[Source data]

_ _ _ _

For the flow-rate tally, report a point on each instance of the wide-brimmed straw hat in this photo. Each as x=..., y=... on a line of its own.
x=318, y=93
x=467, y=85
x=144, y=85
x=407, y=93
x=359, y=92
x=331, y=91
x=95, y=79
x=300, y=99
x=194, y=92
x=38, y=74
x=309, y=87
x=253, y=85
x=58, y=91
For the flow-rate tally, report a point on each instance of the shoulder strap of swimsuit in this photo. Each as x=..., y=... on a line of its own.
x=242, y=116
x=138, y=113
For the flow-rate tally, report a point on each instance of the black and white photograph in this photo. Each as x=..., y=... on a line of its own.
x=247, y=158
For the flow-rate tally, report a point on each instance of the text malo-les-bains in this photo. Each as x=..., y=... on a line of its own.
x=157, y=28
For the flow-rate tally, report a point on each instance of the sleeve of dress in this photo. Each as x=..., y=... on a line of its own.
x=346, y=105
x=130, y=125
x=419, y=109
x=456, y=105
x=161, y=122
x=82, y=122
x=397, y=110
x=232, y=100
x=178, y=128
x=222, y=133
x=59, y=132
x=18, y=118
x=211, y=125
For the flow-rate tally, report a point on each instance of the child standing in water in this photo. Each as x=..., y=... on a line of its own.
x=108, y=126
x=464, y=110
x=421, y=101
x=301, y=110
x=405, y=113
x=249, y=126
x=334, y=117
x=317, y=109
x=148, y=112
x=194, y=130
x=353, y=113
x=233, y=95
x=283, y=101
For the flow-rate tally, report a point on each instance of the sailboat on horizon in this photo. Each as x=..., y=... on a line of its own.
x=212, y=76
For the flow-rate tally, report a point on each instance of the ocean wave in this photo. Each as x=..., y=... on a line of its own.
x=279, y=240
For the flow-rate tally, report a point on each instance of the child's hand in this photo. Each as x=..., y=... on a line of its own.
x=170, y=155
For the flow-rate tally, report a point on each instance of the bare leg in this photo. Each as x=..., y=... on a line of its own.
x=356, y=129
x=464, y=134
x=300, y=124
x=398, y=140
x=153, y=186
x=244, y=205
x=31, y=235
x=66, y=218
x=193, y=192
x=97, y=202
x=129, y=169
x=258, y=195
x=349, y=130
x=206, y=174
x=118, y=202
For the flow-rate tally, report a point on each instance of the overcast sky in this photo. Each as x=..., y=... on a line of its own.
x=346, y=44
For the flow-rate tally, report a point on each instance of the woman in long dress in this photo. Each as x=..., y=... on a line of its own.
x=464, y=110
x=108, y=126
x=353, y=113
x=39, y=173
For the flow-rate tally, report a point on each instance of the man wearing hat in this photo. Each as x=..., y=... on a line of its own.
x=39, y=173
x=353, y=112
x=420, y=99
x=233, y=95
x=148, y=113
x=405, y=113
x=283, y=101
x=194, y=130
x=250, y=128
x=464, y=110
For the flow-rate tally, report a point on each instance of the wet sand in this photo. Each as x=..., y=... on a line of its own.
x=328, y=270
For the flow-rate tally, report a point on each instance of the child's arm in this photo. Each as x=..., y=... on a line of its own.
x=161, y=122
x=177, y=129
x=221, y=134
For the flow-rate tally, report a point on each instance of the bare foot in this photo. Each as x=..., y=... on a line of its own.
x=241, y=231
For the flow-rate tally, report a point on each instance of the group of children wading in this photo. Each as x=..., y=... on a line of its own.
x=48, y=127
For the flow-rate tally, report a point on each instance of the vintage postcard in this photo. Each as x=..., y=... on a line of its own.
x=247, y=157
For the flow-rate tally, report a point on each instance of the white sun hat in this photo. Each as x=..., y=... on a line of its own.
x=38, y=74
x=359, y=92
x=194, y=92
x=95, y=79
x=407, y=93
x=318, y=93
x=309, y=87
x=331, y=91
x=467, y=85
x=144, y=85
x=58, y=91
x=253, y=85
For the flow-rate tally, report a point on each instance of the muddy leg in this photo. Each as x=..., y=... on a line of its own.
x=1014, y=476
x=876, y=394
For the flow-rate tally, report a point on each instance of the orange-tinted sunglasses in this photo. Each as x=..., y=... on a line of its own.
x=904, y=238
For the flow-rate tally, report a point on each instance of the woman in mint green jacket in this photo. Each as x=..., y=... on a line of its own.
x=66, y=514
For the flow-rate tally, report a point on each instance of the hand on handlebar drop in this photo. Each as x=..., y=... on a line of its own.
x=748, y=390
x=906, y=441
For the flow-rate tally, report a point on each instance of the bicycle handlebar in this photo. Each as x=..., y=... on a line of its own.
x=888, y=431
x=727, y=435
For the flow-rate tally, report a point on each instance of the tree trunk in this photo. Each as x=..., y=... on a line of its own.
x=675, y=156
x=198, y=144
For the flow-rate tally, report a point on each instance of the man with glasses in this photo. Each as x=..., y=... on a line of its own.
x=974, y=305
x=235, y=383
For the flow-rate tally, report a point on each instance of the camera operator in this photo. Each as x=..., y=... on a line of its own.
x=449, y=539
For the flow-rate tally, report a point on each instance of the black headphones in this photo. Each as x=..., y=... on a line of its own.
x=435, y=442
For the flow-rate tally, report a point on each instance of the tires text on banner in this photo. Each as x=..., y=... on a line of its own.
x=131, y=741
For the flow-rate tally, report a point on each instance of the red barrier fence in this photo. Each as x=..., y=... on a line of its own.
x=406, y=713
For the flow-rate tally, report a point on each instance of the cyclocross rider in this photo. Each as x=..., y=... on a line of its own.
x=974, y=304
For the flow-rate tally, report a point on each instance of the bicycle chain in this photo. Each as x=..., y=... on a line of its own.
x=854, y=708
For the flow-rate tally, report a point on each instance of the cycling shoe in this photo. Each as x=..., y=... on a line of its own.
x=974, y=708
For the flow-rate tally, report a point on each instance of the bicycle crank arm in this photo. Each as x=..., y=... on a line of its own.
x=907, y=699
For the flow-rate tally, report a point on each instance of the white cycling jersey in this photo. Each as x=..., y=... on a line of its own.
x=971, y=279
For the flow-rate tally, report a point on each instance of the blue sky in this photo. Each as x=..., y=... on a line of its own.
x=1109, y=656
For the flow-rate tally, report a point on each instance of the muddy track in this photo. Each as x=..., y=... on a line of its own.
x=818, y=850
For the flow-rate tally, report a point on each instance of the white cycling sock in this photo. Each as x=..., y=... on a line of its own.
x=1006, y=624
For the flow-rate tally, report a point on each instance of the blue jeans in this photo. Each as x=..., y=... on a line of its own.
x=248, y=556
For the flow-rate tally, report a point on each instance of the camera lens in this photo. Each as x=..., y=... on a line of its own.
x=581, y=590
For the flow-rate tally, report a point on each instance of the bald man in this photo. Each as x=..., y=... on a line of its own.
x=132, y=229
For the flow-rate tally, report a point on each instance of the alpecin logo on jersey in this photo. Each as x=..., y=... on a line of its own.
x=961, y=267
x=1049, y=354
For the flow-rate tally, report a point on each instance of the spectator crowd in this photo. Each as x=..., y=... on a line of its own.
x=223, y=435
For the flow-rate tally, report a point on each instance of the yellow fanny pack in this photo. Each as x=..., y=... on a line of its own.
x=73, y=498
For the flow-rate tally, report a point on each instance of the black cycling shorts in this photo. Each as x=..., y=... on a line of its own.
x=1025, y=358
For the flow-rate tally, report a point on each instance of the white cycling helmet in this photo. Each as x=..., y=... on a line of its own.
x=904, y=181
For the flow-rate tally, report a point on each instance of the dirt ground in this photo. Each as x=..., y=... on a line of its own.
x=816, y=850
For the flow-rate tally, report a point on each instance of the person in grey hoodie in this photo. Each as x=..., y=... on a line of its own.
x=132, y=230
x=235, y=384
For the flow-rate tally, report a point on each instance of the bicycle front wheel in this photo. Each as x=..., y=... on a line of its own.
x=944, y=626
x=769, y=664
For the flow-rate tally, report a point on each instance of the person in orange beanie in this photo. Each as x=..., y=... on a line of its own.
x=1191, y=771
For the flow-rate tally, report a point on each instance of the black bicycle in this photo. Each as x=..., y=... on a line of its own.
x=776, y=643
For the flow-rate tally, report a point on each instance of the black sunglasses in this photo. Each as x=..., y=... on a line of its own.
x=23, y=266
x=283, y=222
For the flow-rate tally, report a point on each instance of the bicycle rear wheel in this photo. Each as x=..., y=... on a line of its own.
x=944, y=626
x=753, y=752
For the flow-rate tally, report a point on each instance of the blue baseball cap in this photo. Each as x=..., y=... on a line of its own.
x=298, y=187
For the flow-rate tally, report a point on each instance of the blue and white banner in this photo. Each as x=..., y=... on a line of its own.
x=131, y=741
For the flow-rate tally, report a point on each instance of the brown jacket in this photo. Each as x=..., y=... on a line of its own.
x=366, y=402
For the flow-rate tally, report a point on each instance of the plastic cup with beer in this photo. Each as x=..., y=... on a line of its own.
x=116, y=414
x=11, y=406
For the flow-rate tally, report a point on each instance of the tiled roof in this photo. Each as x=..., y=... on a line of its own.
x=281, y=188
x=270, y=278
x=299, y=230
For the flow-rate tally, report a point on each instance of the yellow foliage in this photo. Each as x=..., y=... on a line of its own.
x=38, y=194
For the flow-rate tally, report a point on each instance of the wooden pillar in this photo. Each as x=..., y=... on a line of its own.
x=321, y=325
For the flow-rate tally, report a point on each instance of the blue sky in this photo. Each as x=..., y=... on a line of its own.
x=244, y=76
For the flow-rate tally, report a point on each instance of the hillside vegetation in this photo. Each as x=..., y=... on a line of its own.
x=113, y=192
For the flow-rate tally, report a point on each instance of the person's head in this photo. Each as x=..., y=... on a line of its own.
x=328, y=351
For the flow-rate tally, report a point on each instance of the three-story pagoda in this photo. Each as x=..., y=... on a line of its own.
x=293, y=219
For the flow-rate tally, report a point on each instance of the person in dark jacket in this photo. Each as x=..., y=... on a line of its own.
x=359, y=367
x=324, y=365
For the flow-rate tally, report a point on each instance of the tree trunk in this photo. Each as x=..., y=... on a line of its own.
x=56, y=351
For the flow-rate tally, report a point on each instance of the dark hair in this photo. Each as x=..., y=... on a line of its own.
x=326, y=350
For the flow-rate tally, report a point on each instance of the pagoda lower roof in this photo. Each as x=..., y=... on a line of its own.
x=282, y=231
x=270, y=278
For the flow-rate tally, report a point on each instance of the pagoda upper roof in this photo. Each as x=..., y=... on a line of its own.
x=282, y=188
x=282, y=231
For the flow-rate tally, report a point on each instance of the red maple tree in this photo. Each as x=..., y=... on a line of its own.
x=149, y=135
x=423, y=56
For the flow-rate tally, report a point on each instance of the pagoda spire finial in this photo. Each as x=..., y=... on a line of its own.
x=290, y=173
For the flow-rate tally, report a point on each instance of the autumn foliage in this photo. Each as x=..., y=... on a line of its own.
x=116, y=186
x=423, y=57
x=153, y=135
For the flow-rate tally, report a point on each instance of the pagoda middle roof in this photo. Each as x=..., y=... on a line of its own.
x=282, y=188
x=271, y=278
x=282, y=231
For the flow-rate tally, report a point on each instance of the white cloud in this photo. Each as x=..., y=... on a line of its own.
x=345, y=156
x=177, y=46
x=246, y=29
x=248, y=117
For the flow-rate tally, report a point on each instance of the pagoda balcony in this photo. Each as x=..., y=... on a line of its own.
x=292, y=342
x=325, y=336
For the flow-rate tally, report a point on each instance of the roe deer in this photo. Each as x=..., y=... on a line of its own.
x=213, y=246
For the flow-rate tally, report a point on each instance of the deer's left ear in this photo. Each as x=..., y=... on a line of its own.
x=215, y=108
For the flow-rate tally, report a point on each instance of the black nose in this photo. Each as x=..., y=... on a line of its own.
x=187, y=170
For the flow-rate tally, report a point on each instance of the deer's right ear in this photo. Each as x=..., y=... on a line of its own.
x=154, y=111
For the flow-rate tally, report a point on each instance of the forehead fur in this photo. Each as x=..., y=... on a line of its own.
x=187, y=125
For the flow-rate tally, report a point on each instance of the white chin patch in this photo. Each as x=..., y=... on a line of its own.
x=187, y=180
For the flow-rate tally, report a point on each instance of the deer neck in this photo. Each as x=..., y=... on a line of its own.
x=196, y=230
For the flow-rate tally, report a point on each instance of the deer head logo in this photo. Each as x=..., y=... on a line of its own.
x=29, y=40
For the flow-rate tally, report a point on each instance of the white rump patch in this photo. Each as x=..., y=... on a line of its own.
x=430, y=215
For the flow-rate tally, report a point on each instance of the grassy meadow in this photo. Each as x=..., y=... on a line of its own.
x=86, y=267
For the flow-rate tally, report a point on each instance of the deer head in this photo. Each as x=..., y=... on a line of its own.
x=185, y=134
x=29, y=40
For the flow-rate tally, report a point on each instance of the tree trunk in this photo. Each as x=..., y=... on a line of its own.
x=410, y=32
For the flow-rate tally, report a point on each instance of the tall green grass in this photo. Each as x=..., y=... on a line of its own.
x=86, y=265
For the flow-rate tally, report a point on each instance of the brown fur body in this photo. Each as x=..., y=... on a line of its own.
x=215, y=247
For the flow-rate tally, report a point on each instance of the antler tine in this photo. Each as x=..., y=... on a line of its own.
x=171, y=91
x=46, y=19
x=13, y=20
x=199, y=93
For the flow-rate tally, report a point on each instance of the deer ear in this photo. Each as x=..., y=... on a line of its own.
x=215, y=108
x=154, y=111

_ _ _ _

▶ **What you need to do**:
Please reproduce the lines of the listing above exactly: start with the line that contains "of the orange-tinted" and end after the line that contains "x=406, y=713", including both.

▶ **Right answer**:
For the flow-rate tally, report a point on each instance of the orange-tinted sunglasses in this photo. Each as x=..., y=... on a line of its own.
x=904, y=238
For the flow-rate tally, report a point on each instance of the woman in mint green jacket in this photo. Each as x=..., y=... on a line of its own.
x=66, y=514
For the flow-rate tally, report a point on each instance of the hand on handlebar drop in this photo. Each as x=..., y=... on a line of its own.
x=748, y=390
x=906, y=441
For the flow-rate tally, report a point on each instance of the bicycle handlebar in this photo. Each as x=..., y=... on a line of its own.
x=888, y=431
x=727, y=435
For the flow-rate tally, report a point on each instance of the tree trunk in this photo. Each as x=..., y=... on a line of its own.
x=675, y=156
x=198, y=144
For the flow-rate tally, report a point on each instance of the man with glasses in this photo. Each as x=..., y=... on a line of its own.
x=974, y=305
x=235, y=383
For the flow-rate tally, report a point on each instance of the camera operator in this photo. Each as x=..., y=... on a line of its own.
x=449, y=539
For the flow-rate tally, report a point on each instance of the black headphones in this photo. Each as x=..., y=... on a line of its own.
x=435, y=442
For the flow-rate tally, report a point on each instance of the tires text on banner in this photo. Each as x=..., y=... on a line of its own.
x=131, y=741
For the flow-rate tally, report a point on each instance of the red barrier fence in this photo. Each as x=..., y=... on a line of its own.
x=406, y=713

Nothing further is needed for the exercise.